Problem description: Find the line containing "Using the image above, draw a bounding box around the sec" in the data below, then output that line and each one after it exactly, with nothing else.

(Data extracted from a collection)
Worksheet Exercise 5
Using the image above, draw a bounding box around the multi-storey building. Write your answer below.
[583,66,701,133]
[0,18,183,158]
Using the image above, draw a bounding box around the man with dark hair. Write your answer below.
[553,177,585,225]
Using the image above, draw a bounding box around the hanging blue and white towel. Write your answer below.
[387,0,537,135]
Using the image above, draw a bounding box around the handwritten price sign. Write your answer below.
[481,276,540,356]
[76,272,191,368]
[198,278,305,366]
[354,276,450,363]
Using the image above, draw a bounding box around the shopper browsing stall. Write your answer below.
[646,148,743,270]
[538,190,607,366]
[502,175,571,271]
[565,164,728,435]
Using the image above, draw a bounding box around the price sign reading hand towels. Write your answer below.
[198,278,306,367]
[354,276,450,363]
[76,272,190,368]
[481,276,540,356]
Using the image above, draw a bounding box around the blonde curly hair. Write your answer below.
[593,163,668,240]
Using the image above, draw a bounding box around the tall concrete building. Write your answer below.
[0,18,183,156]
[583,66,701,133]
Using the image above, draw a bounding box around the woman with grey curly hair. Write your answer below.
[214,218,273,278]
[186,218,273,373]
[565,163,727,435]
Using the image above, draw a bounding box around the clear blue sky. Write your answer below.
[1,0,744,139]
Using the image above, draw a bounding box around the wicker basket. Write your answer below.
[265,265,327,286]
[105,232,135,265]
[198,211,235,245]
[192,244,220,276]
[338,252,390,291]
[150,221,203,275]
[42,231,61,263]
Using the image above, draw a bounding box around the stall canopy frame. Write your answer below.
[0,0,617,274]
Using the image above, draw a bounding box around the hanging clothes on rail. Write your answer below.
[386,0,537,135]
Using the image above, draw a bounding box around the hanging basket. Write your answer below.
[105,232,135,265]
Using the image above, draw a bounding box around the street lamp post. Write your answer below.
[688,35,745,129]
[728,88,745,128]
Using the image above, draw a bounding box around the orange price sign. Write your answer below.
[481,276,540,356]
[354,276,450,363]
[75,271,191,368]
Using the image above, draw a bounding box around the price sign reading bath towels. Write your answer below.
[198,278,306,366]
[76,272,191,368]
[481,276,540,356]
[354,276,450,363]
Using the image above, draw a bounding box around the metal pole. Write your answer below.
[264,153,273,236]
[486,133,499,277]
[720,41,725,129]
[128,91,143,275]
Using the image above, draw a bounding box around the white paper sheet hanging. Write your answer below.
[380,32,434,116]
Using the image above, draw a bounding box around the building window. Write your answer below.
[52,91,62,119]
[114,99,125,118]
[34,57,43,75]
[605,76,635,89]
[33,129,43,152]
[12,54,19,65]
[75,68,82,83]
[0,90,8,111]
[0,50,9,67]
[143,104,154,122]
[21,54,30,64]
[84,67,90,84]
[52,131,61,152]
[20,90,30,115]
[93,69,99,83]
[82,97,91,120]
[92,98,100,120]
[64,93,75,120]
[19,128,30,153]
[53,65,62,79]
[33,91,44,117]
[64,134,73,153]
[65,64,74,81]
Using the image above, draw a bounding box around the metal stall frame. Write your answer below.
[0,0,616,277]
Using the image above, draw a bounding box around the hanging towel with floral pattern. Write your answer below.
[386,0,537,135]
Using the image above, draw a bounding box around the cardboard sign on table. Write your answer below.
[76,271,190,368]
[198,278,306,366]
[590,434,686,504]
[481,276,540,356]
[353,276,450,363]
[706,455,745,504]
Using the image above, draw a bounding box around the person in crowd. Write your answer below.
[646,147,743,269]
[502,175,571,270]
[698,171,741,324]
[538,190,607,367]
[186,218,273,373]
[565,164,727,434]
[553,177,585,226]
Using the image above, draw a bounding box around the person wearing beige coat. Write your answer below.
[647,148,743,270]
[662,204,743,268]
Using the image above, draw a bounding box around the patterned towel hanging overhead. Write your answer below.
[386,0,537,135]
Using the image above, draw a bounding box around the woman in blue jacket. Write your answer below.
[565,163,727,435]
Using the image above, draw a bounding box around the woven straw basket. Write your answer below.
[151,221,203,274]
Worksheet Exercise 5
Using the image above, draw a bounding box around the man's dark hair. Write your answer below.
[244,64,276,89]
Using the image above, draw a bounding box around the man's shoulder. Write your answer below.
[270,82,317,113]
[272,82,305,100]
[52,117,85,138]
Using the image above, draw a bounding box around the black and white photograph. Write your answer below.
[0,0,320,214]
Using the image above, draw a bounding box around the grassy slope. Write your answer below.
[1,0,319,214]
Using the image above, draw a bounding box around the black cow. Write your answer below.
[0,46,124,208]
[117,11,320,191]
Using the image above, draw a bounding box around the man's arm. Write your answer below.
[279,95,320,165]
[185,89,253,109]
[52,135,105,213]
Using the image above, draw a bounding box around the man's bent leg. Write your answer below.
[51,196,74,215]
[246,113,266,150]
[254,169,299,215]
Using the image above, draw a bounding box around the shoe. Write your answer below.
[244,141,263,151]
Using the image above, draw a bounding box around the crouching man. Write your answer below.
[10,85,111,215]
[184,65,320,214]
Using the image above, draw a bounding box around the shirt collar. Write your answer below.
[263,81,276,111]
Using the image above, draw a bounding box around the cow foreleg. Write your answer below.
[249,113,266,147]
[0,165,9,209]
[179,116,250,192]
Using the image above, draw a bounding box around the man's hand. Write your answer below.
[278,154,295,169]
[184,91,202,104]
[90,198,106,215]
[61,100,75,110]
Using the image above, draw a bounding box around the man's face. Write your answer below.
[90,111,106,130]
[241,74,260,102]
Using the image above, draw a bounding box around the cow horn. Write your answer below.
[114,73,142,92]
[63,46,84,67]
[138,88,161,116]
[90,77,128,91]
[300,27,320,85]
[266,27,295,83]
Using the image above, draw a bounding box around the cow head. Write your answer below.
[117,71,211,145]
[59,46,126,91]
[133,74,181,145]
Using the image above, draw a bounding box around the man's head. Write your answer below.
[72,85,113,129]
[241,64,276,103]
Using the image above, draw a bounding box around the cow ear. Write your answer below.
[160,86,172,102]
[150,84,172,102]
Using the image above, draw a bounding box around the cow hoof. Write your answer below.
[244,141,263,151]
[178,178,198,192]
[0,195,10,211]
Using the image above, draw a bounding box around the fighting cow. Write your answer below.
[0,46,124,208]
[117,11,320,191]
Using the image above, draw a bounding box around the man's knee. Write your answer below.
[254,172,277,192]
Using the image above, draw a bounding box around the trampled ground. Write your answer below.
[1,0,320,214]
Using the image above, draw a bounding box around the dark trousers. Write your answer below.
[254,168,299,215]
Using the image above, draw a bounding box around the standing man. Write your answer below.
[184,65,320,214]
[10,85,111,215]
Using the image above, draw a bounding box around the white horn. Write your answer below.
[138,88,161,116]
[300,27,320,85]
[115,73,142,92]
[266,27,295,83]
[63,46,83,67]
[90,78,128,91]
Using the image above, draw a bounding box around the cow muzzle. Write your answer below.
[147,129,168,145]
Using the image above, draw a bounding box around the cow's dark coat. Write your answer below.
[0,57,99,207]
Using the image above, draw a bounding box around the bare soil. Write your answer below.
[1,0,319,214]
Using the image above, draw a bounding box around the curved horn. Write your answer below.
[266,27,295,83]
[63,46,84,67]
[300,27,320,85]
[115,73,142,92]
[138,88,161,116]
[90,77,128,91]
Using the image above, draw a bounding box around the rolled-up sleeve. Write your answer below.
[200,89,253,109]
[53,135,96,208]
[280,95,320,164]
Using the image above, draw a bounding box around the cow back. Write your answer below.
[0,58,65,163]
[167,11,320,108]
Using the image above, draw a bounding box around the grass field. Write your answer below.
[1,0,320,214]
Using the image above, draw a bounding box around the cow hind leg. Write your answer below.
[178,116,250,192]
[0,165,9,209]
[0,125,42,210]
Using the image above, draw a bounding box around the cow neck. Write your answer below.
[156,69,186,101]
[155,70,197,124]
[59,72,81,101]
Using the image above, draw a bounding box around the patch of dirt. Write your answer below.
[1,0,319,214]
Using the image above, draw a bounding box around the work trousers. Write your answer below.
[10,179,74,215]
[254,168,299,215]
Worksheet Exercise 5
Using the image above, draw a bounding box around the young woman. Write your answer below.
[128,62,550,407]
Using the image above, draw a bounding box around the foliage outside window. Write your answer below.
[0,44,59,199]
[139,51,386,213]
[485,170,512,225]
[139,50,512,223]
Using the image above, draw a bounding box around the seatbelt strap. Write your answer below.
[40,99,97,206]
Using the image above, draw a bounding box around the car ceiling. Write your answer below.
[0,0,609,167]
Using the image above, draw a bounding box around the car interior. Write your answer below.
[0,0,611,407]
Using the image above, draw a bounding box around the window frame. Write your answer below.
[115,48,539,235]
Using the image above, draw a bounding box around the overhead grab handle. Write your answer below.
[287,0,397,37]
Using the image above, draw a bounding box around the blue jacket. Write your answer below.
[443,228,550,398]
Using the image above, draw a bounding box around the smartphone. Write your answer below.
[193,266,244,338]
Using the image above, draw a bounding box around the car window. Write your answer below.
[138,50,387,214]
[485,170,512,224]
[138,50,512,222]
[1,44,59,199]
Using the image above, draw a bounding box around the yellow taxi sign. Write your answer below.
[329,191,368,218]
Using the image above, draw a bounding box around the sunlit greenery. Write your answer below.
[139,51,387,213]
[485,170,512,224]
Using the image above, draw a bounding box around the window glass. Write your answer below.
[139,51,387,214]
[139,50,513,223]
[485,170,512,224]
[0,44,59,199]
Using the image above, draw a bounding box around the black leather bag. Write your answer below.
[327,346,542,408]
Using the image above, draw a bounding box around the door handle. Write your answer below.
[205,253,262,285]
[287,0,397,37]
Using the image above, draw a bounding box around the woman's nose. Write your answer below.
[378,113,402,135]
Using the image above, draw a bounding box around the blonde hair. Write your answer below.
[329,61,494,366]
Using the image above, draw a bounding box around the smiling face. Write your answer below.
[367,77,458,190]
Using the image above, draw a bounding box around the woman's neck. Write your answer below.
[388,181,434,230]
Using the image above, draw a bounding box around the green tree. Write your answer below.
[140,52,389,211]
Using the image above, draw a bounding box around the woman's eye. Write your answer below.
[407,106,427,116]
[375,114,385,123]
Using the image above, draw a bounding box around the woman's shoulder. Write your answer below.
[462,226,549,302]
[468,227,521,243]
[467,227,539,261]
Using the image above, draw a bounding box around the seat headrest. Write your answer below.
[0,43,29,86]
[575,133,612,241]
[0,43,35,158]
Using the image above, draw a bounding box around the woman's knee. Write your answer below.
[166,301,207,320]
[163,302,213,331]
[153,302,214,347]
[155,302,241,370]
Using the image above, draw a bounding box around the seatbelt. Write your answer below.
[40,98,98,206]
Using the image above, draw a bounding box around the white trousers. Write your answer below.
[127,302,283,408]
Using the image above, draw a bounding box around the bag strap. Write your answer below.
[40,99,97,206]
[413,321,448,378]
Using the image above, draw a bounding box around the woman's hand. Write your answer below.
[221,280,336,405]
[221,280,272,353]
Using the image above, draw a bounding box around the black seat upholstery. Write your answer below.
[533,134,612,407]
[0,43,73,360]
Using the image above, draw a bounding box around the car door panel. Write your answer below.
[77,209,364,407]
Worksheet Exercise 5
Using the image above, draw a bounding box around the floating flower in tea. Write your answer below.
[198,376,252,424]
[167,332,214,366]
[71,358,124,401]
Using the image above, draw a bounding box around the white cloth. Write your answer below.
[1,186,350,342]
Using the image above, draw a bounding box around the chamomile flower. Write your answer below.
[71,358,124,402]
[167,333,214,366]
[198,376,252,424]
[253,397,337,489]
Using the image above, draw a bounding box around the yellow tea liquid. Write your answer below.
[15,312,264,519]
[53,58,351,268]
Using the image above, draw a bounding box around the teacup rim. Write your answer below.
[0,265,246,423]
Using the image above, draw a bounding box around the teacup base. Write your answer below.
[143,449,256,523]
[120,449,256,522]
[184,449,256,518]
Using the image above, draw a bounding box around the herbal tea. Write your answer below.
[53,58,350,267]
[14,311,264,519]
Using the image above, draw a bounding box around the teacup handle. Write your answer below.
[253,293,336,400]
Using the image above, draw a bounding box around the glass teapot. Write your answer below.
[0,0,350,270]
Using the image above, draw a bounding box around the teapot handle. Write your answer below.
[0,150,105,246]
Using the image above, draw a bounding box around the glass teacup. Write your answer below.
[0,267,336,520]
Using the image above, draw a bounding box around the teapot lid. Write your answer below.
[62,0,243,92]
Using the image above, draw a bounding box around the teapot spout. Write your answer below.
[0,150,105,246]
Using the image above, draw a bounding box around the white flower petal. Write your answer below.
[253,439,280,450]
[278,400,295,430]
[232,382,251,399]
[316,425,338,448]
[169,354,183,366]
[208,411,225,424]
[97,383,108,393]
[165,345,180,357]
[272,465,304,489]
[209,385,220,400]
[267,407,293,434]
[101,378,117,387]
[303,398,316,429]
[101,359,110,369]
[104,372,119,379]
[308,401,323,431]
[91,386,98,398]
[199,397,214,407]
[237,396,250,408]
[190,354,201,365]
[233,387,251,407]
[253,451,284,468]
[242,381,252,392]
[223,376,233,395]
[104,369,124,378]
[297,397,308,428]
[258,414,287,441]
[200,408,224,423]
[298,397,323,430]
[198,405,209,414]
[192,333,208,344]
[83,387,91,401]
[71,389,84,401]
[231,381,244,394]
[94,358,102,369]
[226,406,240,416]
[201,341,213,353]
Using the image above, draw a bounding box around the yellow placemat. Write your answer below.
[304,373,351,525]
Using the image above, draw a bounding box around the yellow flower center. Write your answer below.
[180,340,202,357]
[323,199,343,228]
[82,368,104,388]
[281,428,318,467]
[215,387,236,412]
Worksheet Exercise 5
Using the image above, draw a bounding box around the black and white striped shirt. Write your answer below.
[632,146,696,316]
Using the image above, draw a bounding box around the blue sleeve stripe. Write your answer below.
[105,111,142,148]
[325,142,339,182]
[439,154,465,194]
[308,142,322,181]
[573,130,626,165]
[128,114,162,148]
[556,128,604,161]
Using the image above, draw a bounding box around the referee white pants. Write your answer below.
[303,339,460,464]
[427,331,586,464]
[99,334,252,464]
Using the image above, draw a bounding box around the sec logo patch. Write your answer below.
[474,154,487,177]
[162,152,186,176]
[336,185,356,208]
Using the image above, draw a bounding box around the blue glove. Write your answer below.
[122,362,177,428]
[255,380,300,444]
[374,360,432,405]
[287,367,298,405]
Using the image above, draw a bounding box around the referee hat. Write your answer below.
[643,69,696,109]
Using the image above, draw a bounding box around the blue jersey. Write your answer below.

Written answer:
Using the image above, draw a bounding box around the sec logo patch. Write your answer below.
[474,154,487,177]
[162,152,186,176]
[336,185,356,208]
Using the image above, draw a bounding box around the blue glove. Write your answer below.
[122,362,177,428]
[255,380,300,444]
[374,360,432,405]
[287,367,298,405]
Using the image above, draw a bounding box around the referee hat. Write your answer below.
[643,69,696,109]
Using the image above, draw a bounding box around the blue jersey. Write your answer below.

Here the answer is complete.